*СТРАНИЦА*:
+++

Совесть – не только свет Правды, но и ее открытый огонь. «Пожарный огнь их домы истребил», – говорит Борис о народе; но посланное Богом бедствие не пробудило в людях, избравших на трон цареубийцу, сознание вины, – и тогда пожаром Смуты оборачивается слово совести, сказанное Пименом, искра правды, брошенная им простодушно в жаждущую славы и власти душу будущего самозванца. «Как язвой моровой Душа сгорит», – жалуется Борис. «...Живей горят во мне Змеи сердечной угрызенья» («Воспоминание»). «Глаголом жги сердца людей», – велит поэту «Бога глас». Солнце Правды отражается в человеческой душе, но душа – не мертвая, холодная Луна, и от мощного света она горит тем невыносимее, чем она темнее.

Человек оказывается в замкнутом кругу истинного, не мифического «парадокса человека»: человека падшего, поправшего свое высокое предназначение – и страдающего от того, что он еще сохраняет в себе образ и подобие Бога. Собственно, парадокс человека в том, что, имея совесть, человек порой не хочет расстаться с миром неправды. Несмотря ни на что, этот мир все же в какой-то степени удобен – прежде всего своею темнотой, где все перемешано и неразличимо; где что возможно, то и позволительно.

Совесть побуждает Сальери после ухода Моцарта заново вслушаться в его реплику о гении и злодействе – и в ужасе предположить:

 

...или это сказка

Тупой, бессмысленной толпы, и не был

Убийцею создатель Ватикана?

 

Это страшный вопрос. До сих пор поведение Сальери было поведением богоборца, стремящегося, отвергнув правду «неба», утвердить свою «правду». И вот ему приходит в голову: а вдруг правда есть?

Что в этом вопросе? Только ли отчаянный страх остаться без удобной «сказки», где злодейство – для гения естественное занятие, где не место «неким херувимам», где все так, будто правды и в самом деле нет? Или это – очищающий «священный ужас» при звуках «арфы серафима» (о котором в том же году писал Пушкин в стихотворении «В часы забав иль праздной скуки»)? Голос ли это «чада праха», у которого сорвалось, провалился замысел, – или «Бога глас», раздавшийся в падшей, но сохранившей все же богоподобие человеческой душе?

Тут не «простая гамма», тут снова – поле тайны и драмы человеческого духа, «тут дьявол с Богом борется, а поле битвы – сердца людей» (Достоевский).

Напряжение этого поля – напряжение между сердцем и совестью человека, с одной стороны, и безблагодатным, корыстным стремлением выпытать у «мироустройства» его «загадку»: есть ли некий «секрет», позволяющий преступать грань между добром и злом, между гением и злодейством? Нет ли «закона», который санкционирует попрание образа Божия в человеке? Существуют ли «три карты», помогающие «вынудить клад у очарованной фортуны»?

+++

*ЗАДАНИЕ 1*:
Почему, согласно тексту о совести у Пушкина, мир неправды всё же в какой-то степени удобен человеку?
*ЗАДАНИЕ 2*:
В каком стихотворении Пушкин, по словам текста о совести у Пушкина, писал о «священном ужасе» при звуках «арфы серафима»?
*ЗАДАНИЕ 3*:
Напишите продолжение текста о совести в произведениях Пушкина, начиная после его последнего предложения.

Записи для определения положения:
+++

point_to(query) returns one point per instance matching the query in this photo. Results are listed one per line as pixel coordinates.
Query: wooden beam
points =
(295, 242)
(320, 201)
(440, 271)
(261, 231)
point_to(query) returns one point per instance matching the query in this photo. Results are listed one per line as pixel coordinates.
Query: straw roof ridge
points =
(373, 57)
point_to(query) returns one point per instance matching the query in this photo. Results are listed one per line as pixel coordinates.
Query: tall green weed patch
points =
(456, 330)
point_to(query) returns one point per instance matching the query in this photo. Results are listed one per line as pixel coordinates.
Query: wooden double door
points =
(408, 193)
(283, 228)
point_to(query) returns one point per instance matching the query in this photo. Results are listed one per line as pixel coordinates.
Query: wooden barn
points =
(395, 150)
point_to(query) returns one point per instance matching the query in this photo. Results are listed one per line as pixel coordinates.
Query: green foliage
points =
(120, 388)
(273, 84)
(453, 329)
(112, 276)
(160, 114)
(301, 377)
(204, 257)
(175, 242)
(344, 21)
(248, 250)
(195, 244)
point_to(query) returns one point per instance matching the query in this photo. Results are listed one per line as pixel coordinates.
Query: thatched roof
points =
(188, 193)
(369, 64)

+++

*ОТВЕТ 1*:
Мир неправды удобен прежде всего своей темнотой. В нём всё перемешано и неразличимо, а что возможно, то и позволительно.

*ОТВЕТ 2*:
В стихотворении «В часы забав иль праздной скуки».

*ОТВЕТ 3*:
Последние слова Сальери, слова о Бонаротти, нагруженные всею внутренней драмой человека, попытавшегося поставить на место Бога себя, свой разум и интерес, а в результате цепенеющего перед простым для веры, но неразрешимым для рассудка вопросом: так есть ли правда или ее нет? – все это объективно символизирует судьбу новоевропейской культуры.

Эта культура богата прозрениями своих гениев, высокими религиозными и нравственными устремлениями, «великими борцами за человечество» (Л. Шестов); и все же общий пафос ее – рациональный и интеллектуальный. Он определяется тем, что наличие Высшей правды для этой культуры – в основном не столько факт, сколько проблема. Эта культура не столько верует в наличие Высшей правды и переживает извращение ее в падшем мире, – хотя и верует, и переживает, – сколько утверждает свое понимание правды «на земле» и изучает вопрос о правде, которая «выше».

Идеальной же предпосылкой для того и другого является само наличие падшего мира, где царят мрак, зло и неразбериха «относительности». Падший мир – лаборатория и строительная площадка новоевропейской культуры; поэтому культура эта – невольно, в силу своей природы, несмотря на все устремления гениев, – крепко держится за «видимую неправду жизни», за ее трагизм и ужас, эту вечную почву, на которой произрастают цветы искусства и чудеса цивилизации. Более того, культура эта чем дальше, тем все больше увлекается этим трагизмом и ужасом, все упорнее эстетизирует то и другое как некую подлинную, последнюю правду о человеке и мире.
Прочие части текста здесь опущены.